Our study suggests that BMI has a potentially causal effect on 24 proteins. Causality in MR is defined as the fact that a modification of exposure leads to a change in the outcome. Causality in this sense is not indicative of a particular molecular mechanism per se. It simply suggests that modifying the exposure will necessarily lead to a predictable effect on the outcome. Our observation is in line with a previous study that reports widespread effects of adiposity on DNA methylation7. On the other hand, our 2SMR also suggests that LEPR, IGFBP1, WFIKKN2, AGER, DPT, and CTSA are potentially causal for the development of obesity. Taken together, our data suggest that a bi-directional relationship is likely and may be replicated in other BMI-protein associations due to the underlying complexity of the disease and the multitude of involved pathways.

Animal models

We extensively searched the literature for animal models for the 28 proteins (Supplementary Data 14) and found models covering 18 out of 28 protein-coding genes linked with obesity. Mice studies showed that Lepr knockout mice became excessively obese44. Lep and Lepr deficient mice have also been shown to be hyperinsulinemic, hyperglycemic (depending on the age and strain), and have elevated total cholesterol levels and LDL/HDL1 particles45,46,47. Lep and Lepr levels may be both a sensor of fat mass and at the same time, part of a negative feedback mechanism to maintain a set point for body fat storage48. In some instances, such as leptin deficiency in monogenic obesity, the causal role of Lep on BMI is obvious49. A global Igfbp1 deletion in mice showed a significant increase in body weight and body fat mass50. Interestingly, epigenetic regulation of IGFBP2 has also been suggested to play a role in abdominal obesity51.

WAP, Kazal, immunoglobulin, Kunitz, and NTR domain-containing protein 2 (WFIKKN2) is a protease-inhibitor that contains multiple distinct protease inhibitor domains52. WFIKKN2 encodes growth and differentiation factor-associated serum protein-1 (GASP1)53 and WFIKKN2 is an inhibitory TGF-β binding protein. Animal knockout models for Wfkinn2/Gasp1 have also shown a significant increase in body weight, particularly in muscle mass54.

Further, Ager knockout models showed weight gain and increased plasma cholesterol55, and Ctsa knockout mice presented with thick skin that contained enlarged hyperplastic epidermal glands as well as a reduction in dermal fat56. The circulating soluble receptor for advanced glycation end products (AGER) is negatively associated with BMI57, as we also observed in KORA. In addition, recent evidence suggests a role of adipokine dermatopontin (DPT) in obesity by regulation of adipose tissue remodeling and inflammation58. A Dpt knockout mouse model showed increased subcutaneous adipose tissue59, and effects on skin elasticity, dermis thickness, and collagen accumulation.

Other biological evidence

GASP1/WFKINN2 has mainly been involved in skeletal and muscle fiber development in the heart60. Higher WFIKKN2 protein levels were associated with lower levels of fasting insulin, triglycerides, HOMA-IR, and visceral fat61 suggesting a protective role against metabolic dysregulation.

◆ DATA FOR ANALYSIS
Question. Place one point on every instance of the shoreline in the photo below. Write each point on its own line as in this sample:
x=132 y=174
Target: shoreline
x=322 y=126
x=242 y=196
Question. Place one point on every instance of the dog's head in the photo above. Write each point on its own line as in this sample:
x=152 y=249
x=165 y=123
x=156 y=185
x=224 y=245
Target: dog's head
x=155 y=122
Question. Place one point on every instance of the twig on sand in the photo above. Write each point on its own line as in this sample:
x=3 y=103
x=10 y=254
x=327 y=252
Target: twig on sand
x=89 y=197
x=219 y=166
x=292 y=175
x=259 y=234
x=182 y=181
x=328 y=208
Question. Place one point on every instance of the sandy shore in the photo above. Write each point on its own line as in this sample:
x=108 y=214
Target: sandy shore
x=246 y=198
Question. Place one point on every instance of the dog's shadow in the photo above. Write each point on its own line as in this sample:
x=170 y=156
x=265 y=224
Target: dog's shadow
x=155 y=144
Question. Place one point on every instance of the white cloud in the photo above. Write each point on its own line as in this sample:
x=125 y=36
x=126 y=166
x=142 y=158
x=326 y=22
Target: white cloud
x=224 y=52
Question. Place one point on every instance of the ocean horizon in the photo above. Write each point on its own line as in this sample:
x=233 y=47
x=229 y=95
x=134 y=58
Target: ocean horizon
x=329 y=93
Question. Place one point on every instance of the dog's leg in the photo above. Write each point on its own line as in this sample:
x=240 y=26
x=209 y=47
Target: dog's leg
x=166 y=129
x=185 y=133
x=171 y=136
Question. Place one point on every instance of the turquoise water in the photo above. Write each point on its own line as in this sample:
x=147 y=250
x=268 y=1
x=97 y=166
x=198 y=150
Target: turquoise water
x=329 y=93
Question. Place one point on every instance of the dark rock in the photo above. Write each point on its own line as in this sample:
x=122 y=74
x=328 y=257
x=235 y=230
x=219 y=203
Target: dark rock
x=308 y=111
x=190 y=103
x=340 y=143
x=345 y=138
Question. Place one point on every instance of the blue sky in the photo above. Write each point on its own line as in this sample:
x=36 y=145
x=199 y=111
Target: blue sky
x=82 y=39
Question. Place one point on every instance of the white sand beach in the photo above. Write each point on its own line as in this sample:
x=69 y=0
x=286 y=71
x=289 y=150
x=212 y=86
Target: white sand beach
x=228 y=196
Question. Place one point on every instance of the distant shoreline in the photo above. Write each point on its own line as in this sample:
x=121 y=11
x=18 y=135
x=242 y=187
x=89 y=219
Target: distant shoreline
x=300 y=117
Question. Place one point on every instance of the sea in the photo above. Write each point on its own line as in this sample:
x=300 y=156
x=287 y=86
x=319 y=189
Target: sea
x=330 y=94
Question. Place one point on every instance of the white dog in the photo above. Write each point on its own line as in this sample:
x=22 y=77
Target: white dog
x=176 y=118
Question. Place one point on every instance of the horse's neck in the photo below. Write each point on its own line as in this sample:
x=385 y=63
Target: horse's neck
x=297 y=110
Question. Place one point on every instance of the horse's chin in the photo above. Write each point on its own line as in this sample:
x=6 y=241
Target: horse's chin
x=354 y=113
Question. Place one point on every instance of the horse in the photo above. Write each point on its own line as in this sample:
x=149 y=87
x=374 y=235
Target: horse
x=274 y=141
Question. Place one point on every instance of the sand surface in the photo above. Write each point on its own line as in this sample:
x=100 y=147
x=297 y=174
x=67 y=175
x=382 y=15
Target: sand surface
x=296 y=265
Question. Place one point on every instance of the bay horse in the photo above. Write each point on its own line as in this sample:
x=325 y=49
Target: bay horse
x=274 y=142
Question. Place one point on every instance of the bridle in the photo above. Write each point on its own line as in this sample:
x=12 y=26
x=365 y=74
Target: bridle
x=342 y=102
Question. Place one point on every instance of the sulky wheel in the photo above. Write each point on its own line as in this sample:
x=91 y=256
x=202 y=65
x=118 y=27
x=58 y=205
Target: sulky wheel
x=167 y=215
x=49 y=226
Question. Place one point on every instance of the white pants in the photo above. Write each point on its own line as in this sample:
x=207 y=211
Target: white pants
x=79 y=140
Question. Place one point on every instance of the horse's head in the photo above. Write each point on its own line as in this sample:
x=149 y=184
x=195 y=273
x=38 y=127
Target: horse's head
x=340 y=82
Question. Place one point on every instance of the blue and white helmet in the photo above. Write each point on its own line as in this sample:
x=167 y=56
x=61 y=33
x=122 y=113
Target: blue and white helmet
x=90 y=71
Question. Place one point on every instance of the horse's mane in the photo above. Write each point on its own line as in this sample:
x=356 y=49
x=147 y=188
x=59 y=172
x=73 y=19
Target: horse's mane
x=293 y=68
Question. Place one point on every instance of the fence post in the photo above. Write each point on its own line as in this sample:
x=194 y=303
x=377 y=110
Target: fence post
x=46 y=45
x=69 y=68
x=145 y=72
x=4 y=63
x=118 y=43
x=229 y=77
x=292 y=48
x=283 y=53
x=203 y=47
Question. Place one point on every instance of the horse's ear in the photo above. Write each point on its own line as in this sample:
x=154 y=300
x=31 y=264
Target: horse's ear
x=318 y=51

◆ PROBLEM DETAILS
In the text on obesity-linked proteins, swap "knockout" for "null" wherever it occurs, and write out the part starting with "Further, Ager knockout" and going on through "and collagen accumulation.".

◆ WRITTEN SOLUTION
Further, Ager null models showed weight gain and increased plasma cholesterol55, and Ctsa null mice presented with thick skin that contained enlarged hyperplastic epidermal glands as well as a reduction in dermal fat56. The circulating soluble receptor for advanced glycation end products (AGER) is negatively associated with BMI57, as we also observed in KORA. In addition, recent evidence suggests a role of adipokine dermatopontin (DPT) in obesity by regulation of adipose tissue remodeling and inflammation58. A Dpt null mouse model showed increased subcutaneous adipose tissue59, and effects on skin elasticity, dermis thickness, and collagen accumulation.